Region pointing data
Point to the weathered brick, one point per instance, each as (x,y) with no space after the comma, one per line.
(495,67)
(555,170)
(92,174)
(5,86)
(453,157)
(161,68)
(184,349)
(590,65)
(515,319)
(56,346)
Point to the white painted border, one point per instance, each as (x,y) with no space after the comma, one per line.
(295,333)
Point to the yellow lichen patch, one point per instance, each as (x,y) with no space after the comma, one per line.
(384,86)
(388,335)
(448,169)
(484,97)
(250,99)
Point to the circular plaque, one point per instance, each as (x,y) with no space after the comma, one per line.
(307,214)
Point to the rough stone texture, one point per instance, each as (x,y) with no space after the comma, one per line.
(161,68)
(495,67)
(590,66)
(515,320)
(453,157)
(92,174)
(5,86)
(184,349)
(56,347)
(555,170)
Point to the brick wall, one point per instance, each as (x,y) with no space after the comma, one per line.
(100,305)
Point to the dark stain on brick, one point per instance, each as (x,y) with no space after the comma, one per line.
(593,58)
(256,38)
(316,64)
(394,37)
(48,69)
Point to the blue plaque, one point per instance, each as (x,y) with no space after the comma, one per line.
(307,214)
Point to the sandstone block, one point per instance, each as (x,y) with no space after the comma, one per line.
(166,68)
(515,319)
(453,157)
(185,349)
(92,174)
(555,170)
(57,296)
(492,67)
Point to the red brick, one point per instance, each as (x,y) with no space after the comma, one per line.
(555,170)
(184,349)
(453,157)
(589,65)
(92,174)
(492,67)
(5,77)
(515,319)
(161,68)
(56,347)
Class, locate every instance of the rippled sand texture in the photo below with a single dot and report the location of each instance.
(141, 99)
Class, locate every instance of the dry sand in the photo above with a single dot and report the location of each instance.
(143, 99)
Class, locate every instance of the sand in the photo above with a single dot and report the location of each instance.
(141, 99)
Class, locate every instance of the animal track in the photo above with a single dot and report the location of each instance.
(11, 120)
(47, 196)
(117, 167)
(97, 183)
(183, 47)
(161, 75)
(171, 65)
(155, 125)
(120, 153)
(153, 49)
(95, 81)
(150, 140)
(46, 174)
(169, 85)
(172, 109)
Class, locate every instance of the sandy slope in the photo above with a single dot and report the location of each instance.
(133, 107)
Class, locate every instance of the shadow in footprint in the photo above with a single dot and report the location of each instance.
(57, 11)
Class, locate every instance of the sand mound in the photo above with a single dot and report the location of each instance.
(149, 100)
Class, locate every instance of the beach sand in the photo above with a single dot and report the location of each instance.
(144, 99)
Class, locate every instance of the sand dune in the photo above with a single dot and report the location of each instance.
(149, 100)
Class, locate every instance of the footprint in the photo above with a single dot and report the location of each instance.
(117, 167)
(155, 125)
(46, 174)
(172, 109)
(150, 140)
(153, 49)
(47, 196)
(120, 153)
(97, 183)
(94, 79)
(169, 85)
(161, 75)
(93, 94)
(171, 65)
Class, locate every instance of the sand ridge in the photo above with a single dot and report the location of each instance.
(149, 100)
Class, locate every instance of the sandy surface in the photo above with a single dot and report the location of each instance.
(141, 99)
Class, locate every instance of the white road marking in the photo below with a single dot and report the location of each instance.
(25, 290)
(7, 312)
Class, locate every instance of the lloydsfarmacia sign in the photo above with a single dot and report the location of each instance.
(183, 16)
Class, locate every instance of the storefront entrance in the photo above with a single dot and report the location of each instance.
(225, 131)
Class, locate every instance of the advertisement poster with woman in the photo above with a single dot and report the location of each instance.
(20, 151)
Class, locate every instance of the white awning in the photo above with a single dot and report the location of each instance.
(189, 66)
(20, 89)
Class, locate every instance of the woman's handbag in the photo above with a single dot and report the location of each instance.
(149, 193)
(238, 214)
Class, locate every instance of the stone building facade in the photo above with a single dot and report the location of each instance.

• _AIM OF THE TASK_
Word for word, write out each record shown above.

• _ANSWER SECTION_
Point to the weathered brick, one point per instance, each as (x,y) with no space after the comma, one per line.
(495,67)
(555,170)
(92,174)
(5,86)
(453,157)
(161,68)
(184,349)
(590,65)
(515,319)
(56,346)
Point to the white painted border, one point per instance, each as (x,y) with no space after the comma, one per line.
(295,333)
Point to the yellow lichen patch, one point per instance, each as (x,y) with no space after the comma, one per line.
(384,86)
(388,335)
(448,169)
(484,97)
(250,99)
Point to the circular plaque, one point per instance, each as (x,y) with no space after the comma, one per line.
(307,214)
Point to the rough stone texture, one point per instance, each as (x,y) with no space after the comma, one per line.
(161,68)
(495,67)
(590,66)
(515,320)
(453,157)
(92,174)
(5,86)
(184,349)
(56,347)
(555,170)
Point to the brick wall, one point per instance, each as (x,y) with no space after the comma, one per line.
(100,305)
Point to the dark stain on brick, one point per instance, each as (x,y) with no space after the comma, one per line.
(593,58)
(256,38)
(316,64)
(394,37)
(48,69)
Point to the blue plaque, one point per instance, each as (x,y) with no space after the comma, one per line.
(307,214)
Point to the sandstone block, one point per instance, each as (x,y) with no space after the comma, one per line.
(166,68)
(515,319)
(453,157)
(185,349)
(92,174)
(555,170)
(57,296)
(492,67)
Point to the red brick, one point per instance, each as (x,y) with no space after the comma, one per line.
(555,170)
(184,349)
(453,157)
(589,65)
(92,174)
(492,67)
(5,77)
(515,319)
(161,68)
(56,347)
Class, locate every instance of the rippled sand texture in the photo below with a single dot and report the location of each instance.
(141, 99)
Class, locate every instance of the dry sand in the photo above with a single dot and report the location of each instance.
(143, 99)
Class, locate every instance of the sand in the photo above with a single dot and report the location of each instance.
(141, 99)
Class, locate every instance of the animal track in the photo above with a single dot and report the location of each instance.
(11, 120)
(47, 196)
(117, 167)
(97, 183)
(183, 47)
(161, 75)
(171, 65)
(155, 125)
(120, 153)
(153, 49)
(95, 81)
(150, 140)
(46, 174)
(169, 85)
(172, 109)
Class, locate every instance of the sandy slope in the photo above with a single dot and report the location of each instance.
(133, 107)
Class, locate every instance of the shadow in footprint in the photo above with a single dot and report the location of each instance.
(57, 11)
Class, locate every instance of the sand mound in the photo above with a single dot and report the location of each instance.
(149, 100)
Class, locate every instance of the beach sand in the photo above with a single dot and report the location of each instance.
(144, 99)
Class, locate every instance of the sand dune in the photo above with a single dot and report the location of each instance.
(149, 100)
Class, locate every instance of the footprint in the photo above with a single dot and report the location of each instance.
(117, 167)
(155, 125)
(46, 174)
(172, 109)
(150, 140)
(153, 49)
(47, 196)
(120, 153)
(97, 183)
(94, 79)
(169, 85)
(161, 75)
(93, 94)
(171, 65)
Class, locate every instance of the sand ridge in the photo above with a single dot and report the location of each instance.
(149, 100)
Class, locate every instance of the sandy surface in the photo above with a single dot and report the location of each instance.
(141, 99)
Class, locate every instance of the white road marking in the photo below with a single dot and report the location of each instance.
(25, 290)
(7, 312)
Class, locate every instance of the lloydsfarmacia sign in the photo above with a single dot and report the location of each instance.
(183, 16)
Class, locate every instance of the storefront entrance in the photo above with a single dot and report the location of each instance.
(225, 131)
Class, locate every instance of the advertisement poster with woman in the photo above with a single dot and report the location of each instance.
(20, 151)
Class, locate every instance of the white awning in the photo above with a single dot and report the location of each instance.
(189, 66)
(20, 89)
Class, locate every instance of the woman's handbag in the photo above with a single dot and report the location of each instance.
(149, 193)
(238, 214)
Class, locate every instance of the stone building facade in the photo above with a single dot and report the location of each instance.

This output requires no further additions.